::: Data listing :::

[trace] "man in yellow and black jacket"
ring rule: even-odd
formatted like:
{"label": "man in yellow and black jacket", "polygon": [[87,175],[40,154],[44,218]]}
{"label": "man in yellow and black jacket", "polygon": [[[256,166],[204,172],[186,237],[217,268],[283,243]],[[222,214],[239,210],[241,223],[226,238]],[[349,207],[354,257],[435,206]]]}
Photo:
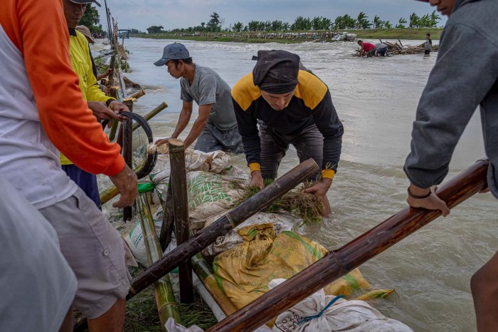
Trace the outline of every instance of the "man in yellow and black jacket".
{"label": "man in yellow and black jacket", "polygon": [[322,165],[321,181],[305,191],[322,200],[327,215],[327,192],[337,170],[344,130],[327,86],[300,70],[299,63],[299,56],[285,51],[258,51],[253,73],[235,85],[232,98],[251,172],[250,186],[263,189],[263,178],[277,177],[292,144],[300,162],[313,158]]}

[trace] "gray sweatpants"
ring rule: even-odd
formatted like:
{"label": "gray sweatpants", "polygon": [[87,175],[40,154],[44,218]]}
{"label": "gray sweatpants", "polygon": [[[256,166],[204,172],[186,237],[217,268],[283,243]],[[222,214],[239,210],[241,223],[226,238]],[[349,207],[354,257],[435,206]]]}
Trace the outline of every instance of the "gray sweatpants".
{"label": "gray sweatpants", "polygon": [[[322,165],[323,160],[324,137],[316,125],[303,129],[294,136],[279,134],[264,122],[258,121],[261,141],[261,175],[263,179],[275,180],[282,158],[292,144],[296,148],[300,162],[309,158]],[[317,172],[308,180],[314,180],[321,172]]]}

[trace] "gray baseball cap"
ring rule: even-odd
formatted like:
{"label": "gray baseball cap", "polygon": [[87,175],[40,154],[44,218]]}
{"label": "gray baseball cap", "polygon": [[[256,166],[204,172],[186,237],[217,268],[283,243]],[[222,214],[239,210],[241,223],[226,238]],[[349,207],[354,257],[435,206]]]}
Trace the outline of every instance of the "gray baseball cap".
{"label": "gray baseball cap", "polygon": [[97,2],[96,0],[70,0],[71,2],[74,2],[75,4],[95,4],[97,5],[99,7],[100,6],[100,4]]}
{"label": "gray baseball cap", "polygon": [[189,50],[180,43],[166,45],[163,51],[162,58],[154,62],[157,66],[164,66],[170,60],[186,59],[190,58]]}

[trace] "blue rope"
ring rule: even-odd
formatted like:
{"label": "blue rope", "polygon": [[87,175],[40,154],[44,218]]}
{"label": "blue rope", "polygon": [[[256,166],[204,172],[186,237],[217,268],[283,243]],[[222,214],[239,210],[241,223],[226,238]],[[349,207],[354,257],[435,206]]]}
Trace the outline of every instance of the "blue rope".
{"label": "blue rope", "polygon": [[323,309],[322,309],[322,311],[319,312],[318,314],[314,315],[314,316],[310,316],[309,317],[304,317],[302,319],[301,319],[300,321],[299,321],[297,322],[297,325],[299,325],[299,324],[300,324],[300,323],[304,323],[305,321],[311,321],[311,320],[313,319],[313,318],[317,318],[318,317],[319,317],[319,316],[321,316],[322,315],[323,315],[323,314],[324,314],[324,312],[325,312],[325,311],[326,311],[327,309],[328,309],[328,308],[330,307],[330,306],[332,306],[332,304],[334,304],[334,303],[336,303],[336,302],[337,301],[337,300],[339,300],[339,299],[344,299],[344,295],[338,295],[337,296],[336,296],[336,297],[334,297],[334,299],[332,299],[332,301],[331,301],[330,302],[329,302],[329,304],[327,304],[327,306],[325,306],[325,308],[324,308]]}

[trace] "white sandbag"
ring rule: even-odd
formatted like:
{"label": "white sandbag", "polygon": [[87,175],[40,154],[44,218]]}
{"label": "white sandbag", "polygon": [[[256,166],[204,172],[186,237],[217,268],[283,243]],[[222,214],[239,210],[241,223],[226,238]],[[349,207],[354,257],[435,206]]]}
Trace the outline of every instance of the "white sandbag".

:::

▸ **Task objective**: Print all of the entries word for word. Omit the pictures they contain.

▸ **Reply**:
[trace] "man in yellow and black jacket"
ring rule: even-odd
formatted like:
{"label": "man in yellow and black jacket", "polygon": [[87,175],[40,154],[44,218]]}
{"label": "man in yellow and black jacket", "polygon": [[[256,166],[204,172],[186,237],[217,268],[283,243]],[[222,214],[239,210],[241,223],[226,238]],[[349,207],[354,257],[435,206]]]}
Photo:
Trace the outline of every instance of the "man in yellow and black jacket".
{"label": "man in yellow and black jacket", "polygon": [[322,165],[321,181],[305,191],[322,200],[327,215],[327,192],[337,170],[344,130],[327,86],[300,70],[299,63],[299,56],[285,51],[258,51],[253,73],[235,85],[232,98],[251,172],[250,186],[263,189],[263,178],[277,177],[292,144],[300,162],[313,158]]}

[trace] "gray sweatpants"
ring rule: even-odd
formatted like:
{"label": "gray sweatpants", "polygon": [[87,175],[40,154],[44,218]]}
{"label": "gray sweatpants", "polygon": [[[256,166],[204,172],[186,237],[217,268],[283,243]],[[222,214],[239,210],[241,223],[226,238]],[[349,207],[354,257],[435,206]]]}
Trace the outline of every instance of the "gray sweatpants".
{"label": "gray sweatpants", "polygon": [[[322,165],[323,160],[324,137],[316,125],[303,129],[294,136],[279,134],[264,122],[258,121],[261,141],[261,175],[263,179],[275,180],[282,158],[292,144],[296,148],[300,162],[309,158]],[[317,172],[308,180],[314,180],[321,172]]]}

[trace] "gray baseball cap"
ring rule: even-odd
formatted like:
{"label": "gray baseball cap", "polygon": [[87,175],[40,154],[44,218]]}
{"label": "gray baseball cap", "polygon": [[[256,166],[204,172],[186,237],[217,268],[283,243]],[[222,214],[239,210],[241,223],[226,238]],[[349,207],[354,257],[435,206]]]}
Trace the outline of every instance of the "gray baseball cap".
{"label": "gray baseball cap", "polygon": [[97,2],[96,0],[70,0],[71,2],[74,2],[75,4],[95,4],[97,5],[99,7],[100,6],[100,4]]}
{"label": "gray baseball cap", "polygon": [[189,50],[180,43],[166,45],[163,51],[162,58],[154,62],[157,66],[164,66],[170,60],[186,59],[190,58]]}

[trace] "blue rope"
ring rule: even-odd
formatted like:
{"label": "blue rope", "polygon": [[87,175],[40,154],[44,218]]}
{"label": "blue rope", "polygon": [[[256,166],[204,172],[186,237],[217,268],[283,243]],[[222,214],[239,210],[241,223],[226,238]],[[349,207],[354,257],[435,206]]]}
Trace the outline of every instance of the "blue rope".
{"label": "blue rope", "polygon": [[323,309],[322,309],[322,311],[319,312],[318,314],[314,315],[314,316],[310,316],[309,317],[304,317],[302,319],[301,319],[300,321],[299,321],[297,322],[297,325],[299,325],[299,324],[300,324],[300,323],[304,323],[305,321],[311,321],[311,320],[313,319],[313,318],[317,318],[318,317],[319,317],[319,316],[321,316],[322,315],[323,315],[323,314],[324,314],[324,312],[325,312],[325,311],[326,311],[327,309],[328,309],[328,308],[330,307],[330,306],[332,306],[332,304],[334,304],[334,303],[336,303],[336,302],[337,301],[337,300],[339,300],[339,299],[344,299],[344,295],[338,295],[337,296],[336,296],[336,297],[334,297],[334,299],[332,299],[332,301],[331,301],[330,302],[329,302],[329,304],[327,304],[327,306],[325,306],[325,308],[324,308]]}

[trace] "white sandbag"
ring rule: even-odd
formatted like:
{"label": "white sandbag", "polygon": [[87,175],[40,154],[44,218]]}
{"label": "white sandbag", "polygon": [[[256,166],[204,172],[186,237],[217,268],[283,243]],[[222,214],[239,210],[241,223],[226,238]],[[349,207],[354,257],[435,206]]]}
Trace the outline of every instance of the "white sandbag".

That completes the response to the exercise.